◆ **EXERCISE DIRECTIONS**: Please transcribe the listing below in full, exactly as written, leaving out its pictures.
BEGIN MATERIAL PROVIDED
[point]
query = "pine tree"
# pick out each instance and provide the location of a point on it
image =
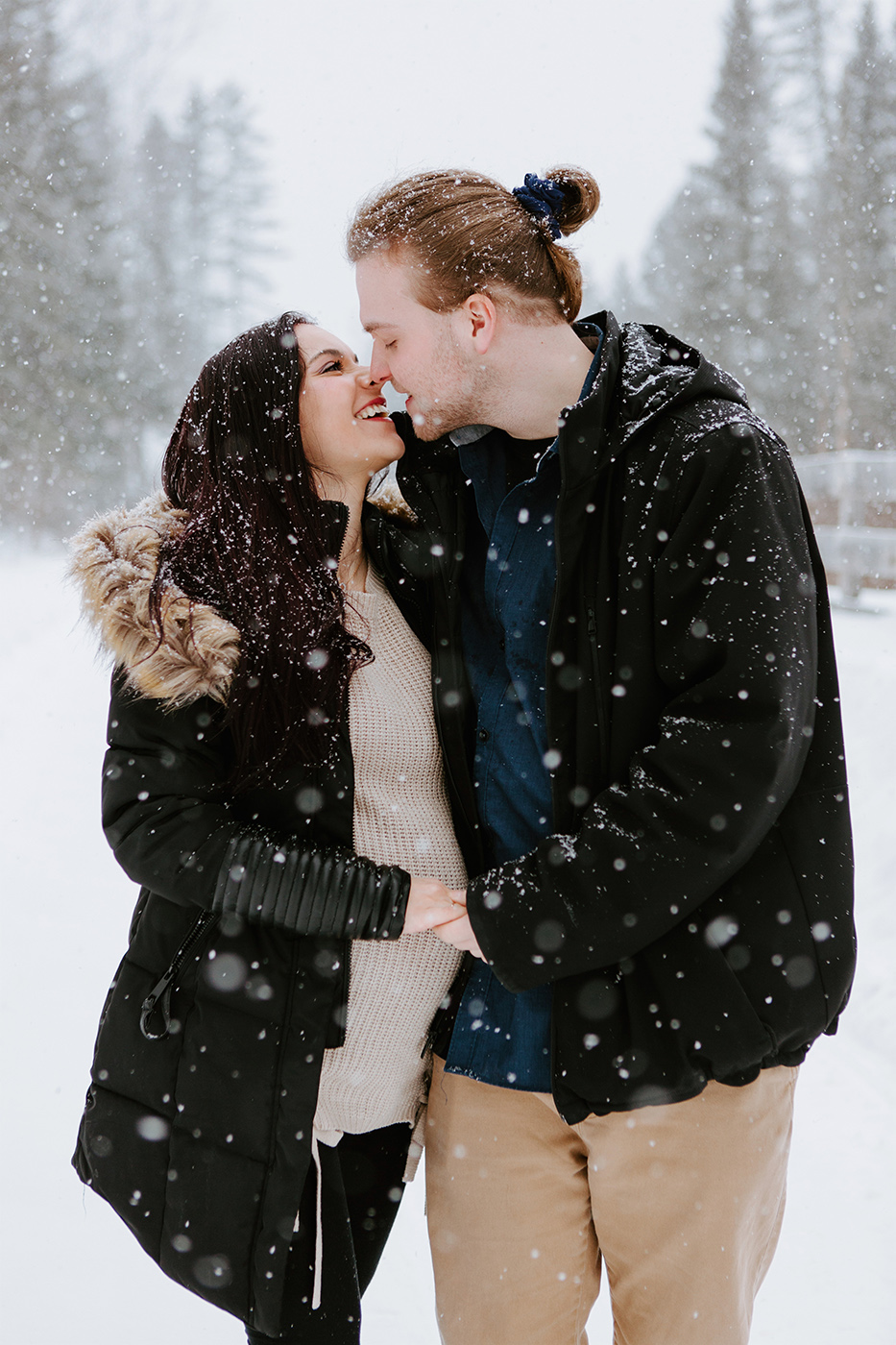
(720, 269)
(198, 231)
(62, 423)
(862, 179)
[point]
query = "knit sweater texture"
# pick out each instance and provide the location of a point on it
(379, 1076)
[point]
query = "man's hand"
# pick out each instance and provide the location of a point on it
(429, 904)
(459, 932)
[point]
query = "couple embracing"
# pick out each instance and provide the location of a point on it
(503, 817)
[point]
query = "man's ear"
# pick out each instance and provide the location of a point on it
(475, 323)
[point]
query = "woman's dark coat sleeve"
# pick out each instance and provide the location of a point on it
(168, 818)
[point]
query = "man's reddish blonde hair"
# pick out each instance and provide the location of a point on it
(467, 234)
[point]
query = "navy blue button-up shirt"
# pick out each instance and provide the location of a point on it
(507, 588)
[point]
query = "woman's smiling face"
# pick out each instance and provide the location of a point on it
(346, 432)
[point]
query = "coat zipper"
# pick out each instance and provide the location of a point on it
(160, 994)
(599, 699)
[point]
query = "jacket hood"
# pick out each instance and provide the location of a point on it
(113, 564)
(648, 373)
(644, 373)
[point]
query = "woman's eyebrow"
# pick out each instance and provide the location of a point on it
(339, 354)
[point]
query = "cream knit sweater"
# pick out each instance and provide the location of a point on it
(401, 817)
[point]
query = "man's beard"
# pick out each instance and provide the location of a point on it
(459, 401)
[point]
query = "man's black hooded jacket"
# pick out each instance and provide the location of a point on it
(693, 910)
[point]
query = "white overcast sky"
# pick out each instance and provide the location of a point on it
(350, 93)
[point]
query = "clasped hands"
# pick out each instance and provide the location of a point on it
(432, 905)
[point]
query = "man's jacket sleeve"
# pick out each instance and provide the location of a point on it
(735, 648)
(167, 816)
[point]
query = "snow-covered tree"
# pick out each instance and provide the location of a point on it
(862, 205)
(720, 271)
(62, 430)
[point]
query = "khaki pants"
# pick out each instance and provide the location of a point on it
(682, 1203)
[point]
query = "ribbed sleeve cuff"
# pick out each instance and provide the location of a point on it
(314, 892)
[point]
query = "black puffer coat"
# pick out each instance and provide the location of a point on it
(198, 1119)
(694, 911)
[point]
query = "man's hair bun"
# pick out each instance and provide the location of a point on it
(581, 197)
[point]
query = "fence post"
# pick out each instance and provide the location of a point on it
(851, 514)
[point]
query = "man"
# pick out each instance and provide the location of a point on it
(635, 686)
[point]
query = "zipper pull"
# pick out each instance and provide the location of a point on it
(161, 990)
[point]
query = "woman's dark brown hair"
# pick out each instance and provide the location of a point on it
(466, 234)
(257, 548)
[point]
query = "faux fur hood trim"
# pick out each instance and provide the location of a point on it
END MATERIAL PROVIDED
◆ **EXERCISE SOLUTION**:
[point]
query = "pine tree"
# pick out each instance and provide the location of a point on it
image =
(720, 269)
(198, 231)
(62, 423)
(862, 179)
[point]
query = "knit sweater texture"
# pick out each instance and provide the location of a point on it
(379, 1076)
[point]
query = "man's hand"
# pick out each instance and provide the location of a point on it
(429, 904)
(459, 932)
[point]
query = "couple embracing"
# pick out each instance and provide the location of a point on it
(503, 817)
[point]
query = "man's ear"
# pick out each instance and provide the location of a point on it
(475, 323)
[point]
query = "woman's dark coat sleeve"
# pick out each instance and provide the location of a point on it
(168, 818)
[point]
query = "man's reddish blonde hair"
# pick out each instance and provide the location of a point on it
(467, 234)
[point]
query = "navy blue button-up shirt"
# pick out each instance and provide the location of a point on it
(507, 588)
[point]
query = "woman's smiling face"
# pick out each instance and provide the location of a point on it
(346, 432)
[point]
query = "coat zipper"
# pick out each instance and provide the location of a point on it
(160, 994)
(599, 699)
[point]
query = "jacket hood"
# pick out each instance and provide the location of a point on it
(113, 564)
(648, 373)
(644, 373)
[point]
query = "woman's eyebrow"
# pick out each instance and provide the location of a point on it
(339, 354)
[point]
query = "cream knit sweater"
# pick out each instance and provide the location of a point on it
(401, 817)
[point]
query = "man's beard"
# pick out each instance and provide the location of a point on it
(459, 401)
[point]
query = "man's black hooded jacket"
# pick out each instance and provide the location of a point on it
(693, 910)
[point]
query = "white overcast sky"
# pick out each instance and provide the location of a point on it
(350, 93)
[point]
query = "clasped hands"
# pick out each instance and provide the location of a point on it
(432, 905)
[point]
query = "man's jacket sleeve"
# pick out each instance and provide the location of a point on it
(735, 648)
(167, 816)
[point]
query = "snow-covered tree"
# pick out each instance and provide the location of a point on it
(862, 205)
(720, 271)
(62, 430)
[point]
query = "khaki pants"
# pick out each instance and provide the location of a point on it
(682, 1203)
[point]
query = "ribbed sleeve cuff"
# pick out each instance and provide the location of a point on it
(314, 892)
[point]
query = "black puffer coat"
# pick out each instance and provide the location of a point on it
(198, 1119)
(694, 911)
[point]
query = "man's hair bun"
# pick out each instance and provide the location of a point on it
(581, 197)
[point]
query = "fence post"
# pick out each instance and provide the location of a point on it
(851, 514)
[point]
query = "man"
# pick out each instance and provide the location of a point on it
(635, 686)
[point]
query = "zipper pull"
# pick out each instance and provide the location of a point on it
(161, 990)
[point]
query = "woman's dark brown hair"
# pick out each instance and provide the location of a point on it
(466, 234)
(257, 548)
[point]
query = "faux fur hood trim"
# pick out each instance and provide the location of a point on it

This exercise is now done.